Records for this exercise ▸
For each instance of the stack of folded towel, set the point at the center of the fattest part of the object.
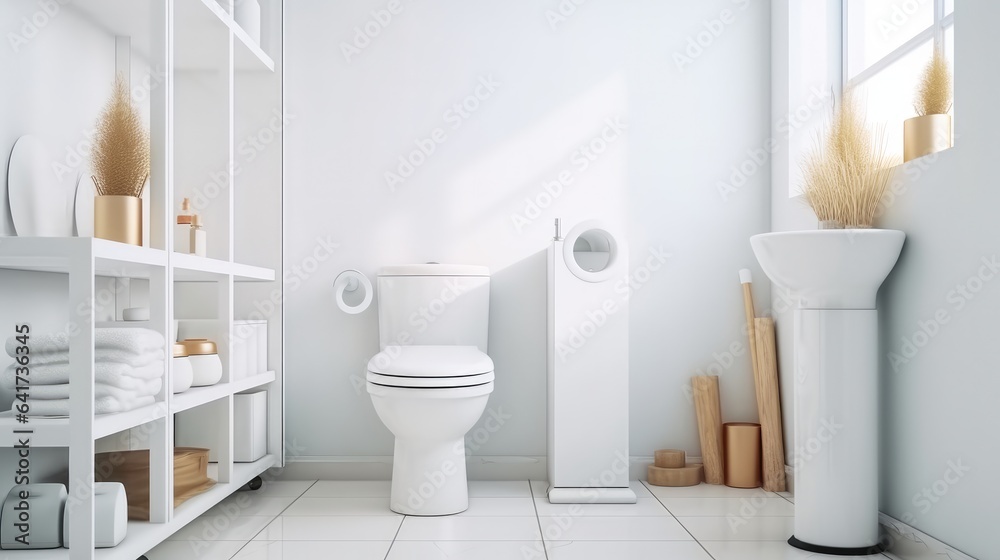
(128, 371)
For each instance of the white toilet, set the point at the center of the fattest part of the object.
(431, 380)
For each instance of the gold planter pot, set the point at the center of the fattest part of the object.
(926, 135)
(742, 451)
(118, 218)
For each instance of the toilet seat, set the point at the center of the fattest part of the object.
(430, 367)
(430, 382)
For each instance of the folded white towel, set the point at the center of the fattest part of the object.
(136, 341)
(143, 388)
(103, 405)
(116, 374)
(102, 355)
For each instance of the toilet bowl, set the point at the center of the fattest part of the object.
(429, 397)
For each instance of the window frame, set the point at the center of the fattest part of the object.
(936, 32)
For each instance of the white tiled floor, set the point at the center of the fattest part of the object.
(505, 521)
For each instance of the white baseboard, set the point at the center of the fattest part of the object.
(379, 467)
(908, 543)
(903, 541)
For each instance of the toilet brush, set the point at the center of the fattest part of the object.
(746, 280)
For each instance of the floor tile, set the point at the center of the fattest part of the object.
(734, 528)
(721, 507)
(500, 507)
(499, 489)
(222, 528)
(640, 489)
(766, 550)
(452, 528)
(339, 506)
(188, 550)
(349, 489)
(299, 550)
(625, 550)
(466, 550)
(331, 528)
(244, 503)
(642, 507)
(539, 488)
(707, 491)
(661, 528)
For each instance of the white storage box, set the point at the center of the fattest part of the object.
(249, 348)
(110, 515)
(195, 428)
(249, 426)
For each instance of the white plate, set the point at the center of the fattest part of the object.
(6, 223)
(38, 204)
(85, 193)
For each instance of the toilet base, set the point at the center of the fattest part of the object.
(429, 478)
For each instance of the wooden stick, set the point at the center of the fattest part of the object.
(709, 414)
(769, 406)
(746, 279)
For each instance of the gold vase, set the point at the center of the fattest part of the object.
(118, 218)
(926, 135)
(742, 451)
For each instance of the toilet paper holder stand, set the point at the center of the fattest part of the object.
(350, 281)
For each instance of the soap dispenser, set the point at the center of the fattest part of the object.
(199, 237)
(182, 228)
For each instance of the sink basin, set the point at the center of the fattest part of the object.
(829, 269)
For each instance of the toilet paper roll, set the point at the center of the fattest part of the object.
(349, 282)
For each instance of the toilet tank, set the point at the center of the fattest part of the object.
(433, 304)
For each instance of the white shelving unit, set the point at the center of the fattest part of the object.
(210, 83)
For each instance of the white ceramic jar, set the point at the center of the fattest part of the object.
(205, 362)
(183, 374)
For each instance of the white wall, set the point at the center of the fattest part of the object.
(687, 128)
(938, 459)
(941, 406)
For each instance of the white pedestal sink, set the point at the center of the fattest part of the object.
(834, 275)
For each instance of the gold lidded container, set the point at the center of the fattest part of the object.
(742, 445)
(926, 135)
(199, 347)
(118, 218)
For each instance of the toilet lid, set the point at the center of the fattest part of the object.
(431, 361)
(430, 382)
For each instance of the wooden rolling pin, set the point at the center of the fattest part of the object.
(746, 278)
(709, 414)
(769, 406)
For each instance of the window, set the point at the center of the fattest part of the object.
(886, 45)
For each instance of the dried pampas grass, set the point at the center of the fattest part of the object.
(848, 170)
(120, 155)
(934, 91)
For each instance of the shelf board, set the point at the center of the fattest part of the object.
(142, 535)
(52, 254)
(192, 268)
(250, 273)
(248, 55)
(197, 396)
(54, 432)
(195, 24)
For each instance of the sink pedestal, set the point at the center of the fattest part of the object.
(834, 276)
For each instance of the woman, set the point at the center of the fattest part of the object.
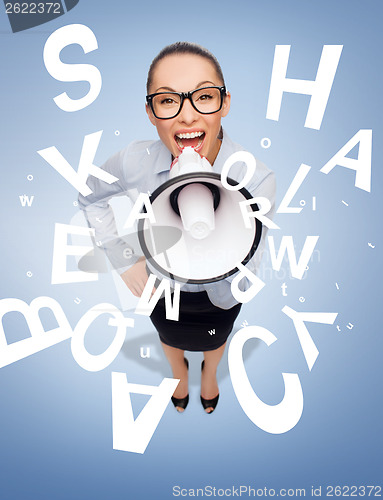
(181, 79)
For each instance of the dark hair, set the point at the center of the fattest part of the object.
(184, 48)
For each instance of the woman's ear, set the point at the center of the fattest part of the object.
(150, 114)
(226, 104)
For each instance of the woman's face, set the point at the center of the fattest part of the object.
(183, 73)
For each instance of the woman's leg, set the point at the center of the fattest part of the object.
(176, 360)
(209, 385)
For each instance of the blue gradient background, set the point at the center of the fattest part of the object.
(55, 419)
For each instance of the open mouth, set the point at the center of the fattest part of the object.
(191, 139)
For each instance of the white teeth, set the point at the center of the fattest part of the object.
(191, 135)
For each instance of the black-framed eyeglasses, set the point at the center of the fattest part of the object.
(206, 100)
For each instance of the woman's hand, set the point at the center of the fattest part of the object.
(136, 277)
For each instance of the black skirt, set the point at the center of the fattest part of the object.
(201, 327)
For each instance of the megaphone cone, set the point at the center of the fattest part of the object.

Aim ▸
Output exactly the lines between the one containing "For each instance of the dark" and the final line above, both inclusive.

Response below ▸
For each instance of the dark hair, set the point at the center of the fattest part of the object.
(184, 48)
For each instance of the woman's ear, set the point at the center of the fattest part of the object.
(150, 114)
(226, 104)
For each instance of the woman's face, set the point at the center of the fattest part of the object.
(183, 73)
For each instance of the woman's leg, set the point at the center of the fattest part of the object.
(176, 360)
(209, 385)
For each instance of the blue gradient background, set the point at the center of the fattest part of the object.
(55, 419)
For each instance of the open mouth, set the point at the center of the fattest part of the object.
(191, 139)
For each instance of the white teeth, set the point at the center of the fattest part of the object.
(191, 135)
For each instance of the black-framed eyeglasses, set the point at the center of the fattest part of the object.
(206, 100)
For each instance of the woman's hand, set the point at the center of the fattest part of the object.
(136, 277)
For each instance of the black skirt, set the point at the center of the fattest part of the object.
(201, 327)
For each instance of the megaphone cone, set the point at the center of the fattest part of the object.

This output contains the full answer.